- _EXERCISE_
Please copy each line of the records below that includes the word "with".

*****

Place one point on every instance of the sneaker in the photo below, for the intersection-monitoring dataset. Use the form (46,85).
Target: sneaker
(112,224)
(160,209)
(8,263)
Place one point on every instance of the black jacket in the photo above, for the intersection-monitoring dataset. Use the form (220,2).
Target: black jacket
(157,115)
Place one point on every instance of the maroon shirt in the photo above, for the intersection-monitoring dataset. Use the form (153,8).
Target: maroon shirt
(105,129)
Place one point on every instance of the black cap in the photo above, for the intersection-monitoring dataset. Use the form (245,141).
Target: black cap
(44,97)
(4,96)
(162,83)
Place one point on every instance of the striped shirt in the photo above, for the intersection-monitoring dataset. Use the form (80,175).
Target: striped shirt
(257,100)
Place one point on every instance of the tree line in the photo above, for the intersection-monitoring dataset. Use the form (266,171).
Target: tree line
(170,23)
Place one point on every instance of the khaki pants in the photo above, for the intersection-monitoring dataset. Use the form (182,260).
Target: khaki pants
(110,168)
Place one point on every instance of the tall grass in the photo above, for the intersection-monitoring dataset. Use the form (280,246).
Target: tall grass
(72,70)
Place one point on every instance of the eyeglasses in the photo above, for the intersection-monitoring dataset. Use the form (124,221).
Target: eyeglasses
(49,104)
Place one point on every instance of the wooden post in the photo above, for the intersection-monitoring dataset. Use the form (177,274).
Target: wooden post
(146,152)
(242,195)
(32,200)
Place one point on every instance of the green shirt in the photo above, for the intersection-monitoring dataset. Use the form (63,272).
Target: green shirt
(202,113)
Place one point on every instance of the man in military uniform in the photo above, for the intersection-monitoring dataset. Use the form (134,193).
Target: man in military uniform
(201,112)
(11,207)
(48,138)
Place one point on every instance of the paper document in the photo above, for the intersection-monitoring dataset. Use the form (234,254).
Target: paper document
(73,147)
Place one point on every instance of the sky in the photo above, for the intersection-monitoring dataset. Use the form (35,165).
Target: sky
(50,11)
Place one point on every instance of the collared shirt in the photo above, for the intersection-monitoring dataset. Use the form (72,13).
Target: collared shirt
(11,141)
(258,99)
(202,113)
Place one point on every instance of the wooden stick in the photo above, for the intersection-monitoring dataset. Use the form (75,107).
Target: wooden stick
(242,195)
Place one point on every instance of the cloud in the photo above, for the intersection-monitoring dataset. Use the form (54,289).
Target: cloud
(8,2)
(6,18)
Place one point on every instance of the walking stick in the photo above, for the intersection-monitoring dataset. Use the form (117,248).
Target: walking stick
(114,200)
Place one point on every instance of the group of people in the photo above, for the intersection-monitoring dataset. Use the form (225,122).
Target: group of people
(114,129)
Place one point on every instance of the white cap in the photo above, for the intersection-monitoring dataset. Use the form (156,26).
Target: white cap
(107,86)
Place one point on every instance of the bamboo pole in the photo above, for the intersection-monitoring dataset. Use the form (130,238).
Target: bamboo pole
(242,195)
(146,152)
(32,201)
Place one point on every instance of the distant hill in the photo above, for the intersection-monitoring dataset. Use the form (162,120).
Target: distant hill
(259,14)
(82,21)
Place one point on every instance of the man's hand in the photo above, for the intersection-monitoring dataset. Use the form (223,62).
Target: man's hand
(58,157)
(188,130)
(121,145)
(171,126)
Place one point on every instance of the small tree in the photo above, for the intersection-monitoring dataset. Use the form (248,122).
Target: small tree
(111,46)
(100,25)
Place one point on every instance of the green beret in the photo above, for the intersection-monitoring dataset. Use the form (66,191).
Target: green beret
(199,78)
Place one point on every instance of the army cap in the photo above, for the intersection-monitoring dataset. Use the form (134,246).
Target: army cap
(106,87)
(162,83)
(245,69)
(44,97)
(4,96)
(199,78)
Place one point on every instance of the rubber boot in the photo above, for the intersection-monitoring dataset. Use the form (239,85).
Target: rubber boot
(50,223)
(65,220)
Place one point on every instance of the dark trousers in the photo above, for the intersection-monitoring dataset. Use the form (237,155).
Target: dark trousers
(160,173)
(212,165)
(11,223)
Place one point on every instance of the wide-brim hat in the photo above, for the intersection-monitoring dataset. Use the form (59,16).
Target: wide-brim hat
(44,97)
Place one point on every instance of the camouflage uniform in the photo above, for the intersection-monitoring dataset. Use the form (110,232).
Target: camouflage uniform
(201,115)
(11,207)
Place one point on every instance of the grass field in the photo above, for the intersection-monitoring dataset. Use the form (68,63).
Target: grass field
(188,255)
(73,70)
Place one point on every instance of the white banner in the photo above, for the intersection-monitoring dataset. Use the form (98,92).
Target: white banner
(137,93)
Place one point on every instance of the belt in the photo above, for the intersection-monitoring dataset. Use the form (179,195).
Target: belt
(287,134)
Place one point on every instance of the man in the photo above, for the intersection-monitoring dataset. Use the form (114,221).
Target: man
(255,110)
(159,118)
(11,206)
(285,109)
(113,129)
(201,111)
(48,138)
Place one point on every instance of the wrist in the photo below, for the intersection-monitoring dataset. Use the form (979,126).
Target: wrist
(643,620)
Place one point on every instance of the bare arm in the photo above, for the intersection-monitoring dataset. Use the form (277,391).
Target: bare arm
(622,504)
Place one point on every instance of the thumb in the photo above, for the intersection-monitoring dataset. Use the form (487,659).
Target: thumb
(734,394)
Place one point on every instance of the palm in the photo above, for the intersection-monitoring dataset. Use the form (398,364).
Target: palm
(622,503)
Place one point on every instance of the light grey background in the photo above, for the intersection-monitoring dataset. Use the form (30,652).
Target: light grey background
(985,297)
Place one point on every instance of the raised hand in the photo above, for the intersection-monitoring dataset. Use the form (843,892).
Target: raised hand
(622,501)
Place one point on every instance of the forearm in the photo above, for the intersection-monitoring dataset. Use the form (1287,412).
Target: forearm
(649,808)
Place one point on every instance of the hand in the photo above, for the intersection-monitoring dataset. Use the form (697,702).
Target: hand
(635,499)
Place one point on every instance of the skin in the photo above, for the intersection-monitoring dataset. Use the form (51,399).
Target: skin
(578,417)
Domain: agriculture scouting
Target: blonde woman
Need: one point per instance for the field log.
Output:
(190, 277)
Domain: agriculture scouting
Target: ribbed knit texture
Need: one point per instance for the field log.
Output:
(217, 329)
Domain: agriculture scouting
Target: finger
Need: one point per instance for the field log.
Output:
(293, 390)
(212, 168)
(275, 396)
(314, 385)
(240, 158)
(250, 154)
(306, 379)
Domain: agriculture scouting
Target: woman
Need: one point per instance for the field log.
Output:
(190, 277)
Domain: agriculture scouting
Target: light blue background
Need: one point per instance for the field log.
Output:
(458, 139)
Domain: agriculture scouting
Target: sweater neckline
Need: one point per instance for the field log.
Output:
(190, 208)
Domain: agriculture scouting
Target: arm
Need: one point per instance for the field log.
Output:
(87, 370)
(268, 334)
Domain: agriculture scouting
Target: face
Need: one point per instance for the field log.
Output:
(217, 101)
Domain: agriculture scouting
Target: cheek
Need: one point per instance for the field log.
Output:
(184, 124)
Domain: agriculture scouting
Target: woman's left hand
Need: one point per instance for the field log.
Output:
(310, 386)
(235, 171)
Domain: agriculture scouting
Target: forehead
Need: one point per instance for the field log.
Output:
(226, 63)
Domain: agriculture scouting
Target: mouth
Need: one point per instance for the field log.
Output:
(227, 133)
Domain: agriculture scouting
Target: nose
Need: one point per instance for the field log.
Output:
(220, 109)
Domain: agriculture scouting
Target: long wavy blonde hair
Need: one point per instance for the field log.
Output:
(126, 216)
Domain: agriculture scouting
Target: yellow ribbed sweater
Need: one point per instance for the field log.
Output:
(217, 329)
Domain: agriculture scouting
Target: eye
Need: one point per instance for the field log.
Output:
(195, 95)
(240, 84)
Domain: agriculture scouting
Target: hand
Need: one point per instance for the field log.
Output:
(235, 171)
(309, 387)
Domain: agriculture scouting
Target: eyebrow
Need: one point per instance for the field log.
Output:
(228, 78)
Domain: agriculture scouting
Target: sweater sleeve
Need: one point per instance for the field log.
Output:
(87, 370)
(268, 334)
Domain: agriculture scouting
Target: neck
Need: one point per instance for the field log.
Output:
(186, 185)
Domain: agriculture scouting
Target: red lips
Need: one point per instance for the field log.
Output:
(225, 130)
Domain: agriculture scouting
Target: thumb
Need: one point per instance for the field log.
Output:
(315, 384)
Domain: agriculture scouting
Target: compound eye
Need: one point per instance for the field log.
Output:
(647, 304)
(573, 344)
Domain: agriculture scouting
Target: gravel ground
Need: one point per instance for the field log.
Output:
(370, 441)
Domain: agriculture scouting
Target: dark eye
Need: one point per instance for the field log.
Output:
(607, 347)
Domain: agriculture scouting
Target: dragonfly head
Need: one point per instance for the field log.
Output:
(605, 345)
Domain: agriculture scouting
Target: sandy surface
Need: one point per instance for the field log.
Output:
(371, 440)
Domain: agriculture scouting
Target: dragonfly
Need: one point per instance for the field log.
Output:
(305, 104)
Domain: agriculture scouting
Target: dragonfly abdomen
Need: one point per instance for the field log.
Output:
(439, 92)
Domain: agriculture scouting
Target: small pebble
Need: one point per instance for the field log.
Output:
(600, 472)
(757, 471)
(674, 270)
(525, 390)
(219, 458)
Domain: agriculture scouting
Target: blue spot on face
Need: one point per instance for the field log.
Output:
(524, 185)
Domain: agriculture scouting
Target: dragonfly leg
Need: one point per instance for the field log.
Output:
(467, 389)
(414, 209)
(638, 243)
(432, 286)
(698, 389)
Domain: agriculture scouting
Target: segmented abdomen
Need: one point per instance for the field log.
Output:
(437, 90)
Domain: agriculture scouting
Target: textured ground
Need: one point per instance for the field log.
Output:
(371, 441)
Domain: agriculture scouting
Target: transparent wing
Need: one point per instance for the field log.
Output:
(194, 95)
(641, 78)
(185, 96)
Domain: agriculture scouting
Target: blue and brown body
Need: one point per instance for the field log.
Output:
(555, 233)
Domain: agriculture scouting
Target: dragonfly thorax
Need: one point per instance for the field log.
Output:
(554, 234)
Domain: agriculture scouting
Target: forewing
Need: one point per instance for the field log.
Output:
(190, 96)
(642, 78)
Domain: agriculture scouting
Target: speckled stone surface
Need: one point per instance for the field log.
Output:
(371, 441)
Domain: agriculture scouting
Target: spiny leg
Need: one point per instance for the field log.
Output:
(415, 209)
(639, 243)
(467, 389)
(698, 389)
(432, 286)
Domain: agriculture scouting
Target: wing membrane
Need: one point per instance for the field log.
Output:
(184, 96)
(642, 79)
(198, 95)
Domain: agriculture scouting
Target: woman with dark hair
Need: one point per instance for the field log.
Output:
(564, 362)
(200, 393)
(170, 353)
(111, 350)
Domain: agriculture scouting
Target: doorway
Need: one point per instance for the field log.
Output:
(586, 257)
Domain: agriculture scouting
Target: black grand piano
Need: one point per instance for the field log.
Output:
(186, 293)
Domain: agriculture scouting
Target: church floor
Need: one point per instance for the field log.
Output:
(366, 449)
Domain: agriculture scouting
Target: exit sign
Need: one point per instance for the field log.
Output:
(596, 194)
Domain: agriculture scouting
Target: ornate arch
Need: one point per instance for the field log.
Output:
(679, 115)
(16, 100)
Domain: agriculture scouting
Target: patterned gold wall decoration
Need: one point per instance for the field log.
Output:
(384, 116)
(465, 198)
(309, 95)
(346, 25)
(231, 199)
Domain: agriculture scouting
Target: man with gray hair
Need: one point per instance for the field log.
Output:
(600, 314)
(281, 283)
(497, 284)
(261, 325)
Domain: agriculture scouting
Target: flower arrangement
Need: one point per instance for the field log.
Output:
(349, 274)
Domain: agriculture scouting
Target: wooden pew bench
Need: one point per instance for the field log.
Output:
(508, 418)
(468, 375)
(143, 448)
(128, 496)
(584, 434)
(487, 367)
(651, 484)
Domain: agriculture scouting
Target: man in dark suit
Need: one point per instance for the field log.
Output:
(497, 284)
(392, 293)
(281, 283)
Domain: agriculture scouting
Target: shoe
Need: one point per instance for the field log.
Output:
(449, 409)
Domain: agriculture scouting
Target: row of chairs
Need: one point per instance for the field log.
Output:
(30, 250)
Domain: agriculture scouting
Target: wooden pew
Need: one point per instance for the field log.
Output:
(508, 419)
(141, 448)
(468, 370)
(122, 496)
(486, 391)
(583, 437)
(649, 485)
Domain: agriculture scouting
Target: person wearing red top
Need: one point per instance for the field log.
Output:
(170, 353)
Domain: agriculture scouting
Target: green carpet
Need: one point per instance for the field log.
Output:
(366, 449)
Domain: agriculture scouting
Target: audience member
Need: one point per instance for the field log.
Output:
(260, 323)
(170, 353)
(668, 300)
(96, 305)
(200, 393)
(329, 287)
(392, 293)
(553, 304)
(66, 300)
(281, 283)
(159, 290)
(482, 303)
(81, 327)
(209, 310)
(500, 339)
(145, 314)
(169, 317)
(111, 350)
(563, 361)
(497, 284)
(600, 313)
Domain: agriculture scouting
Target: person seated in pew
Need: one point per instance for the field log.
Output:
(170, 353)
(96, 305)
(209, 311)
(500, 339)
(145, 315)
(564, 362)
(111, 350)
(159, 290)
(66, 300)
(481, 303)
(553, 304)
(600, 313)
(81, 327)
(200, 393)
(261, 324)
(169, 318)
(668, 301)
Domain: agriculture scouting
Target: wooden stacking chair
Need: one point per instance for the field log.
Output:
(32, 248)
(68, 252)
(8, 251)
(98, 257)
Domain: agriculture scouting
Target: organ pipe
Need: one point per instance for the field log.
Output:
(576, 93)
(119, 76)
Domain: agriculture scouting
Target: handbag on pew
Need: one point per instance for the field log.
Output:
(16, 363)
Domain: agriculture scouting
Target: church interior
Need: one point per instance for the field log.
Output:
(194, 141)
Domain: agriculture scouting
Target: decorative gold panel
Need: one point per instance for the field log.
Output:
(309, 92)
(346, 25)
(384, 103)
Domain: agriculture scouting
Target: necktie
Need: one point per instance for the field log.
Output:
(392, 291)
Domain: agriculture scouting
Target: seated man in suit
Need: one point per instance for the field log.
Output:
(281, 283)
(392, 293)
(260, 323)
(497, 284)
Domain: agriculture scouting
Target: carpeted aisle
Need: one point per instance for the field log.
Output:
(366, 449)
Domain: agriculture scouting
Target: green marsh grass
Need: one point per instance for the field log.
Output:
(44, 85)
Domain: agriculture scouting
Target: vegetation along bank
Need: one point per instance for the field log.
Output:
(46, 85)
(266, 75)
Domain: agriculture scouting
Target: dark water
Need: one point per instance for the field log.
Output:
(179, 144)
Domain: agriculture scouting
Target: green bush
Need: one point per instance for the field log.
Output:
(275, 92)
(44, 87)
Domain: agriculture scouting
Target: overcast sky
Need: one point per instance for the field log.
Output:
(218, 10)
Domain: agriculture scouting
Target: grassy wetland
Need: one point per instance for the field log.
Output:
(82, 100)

*****

- _RESPONSE BOX_
Target: woman with dark hair
Target: man with gray hair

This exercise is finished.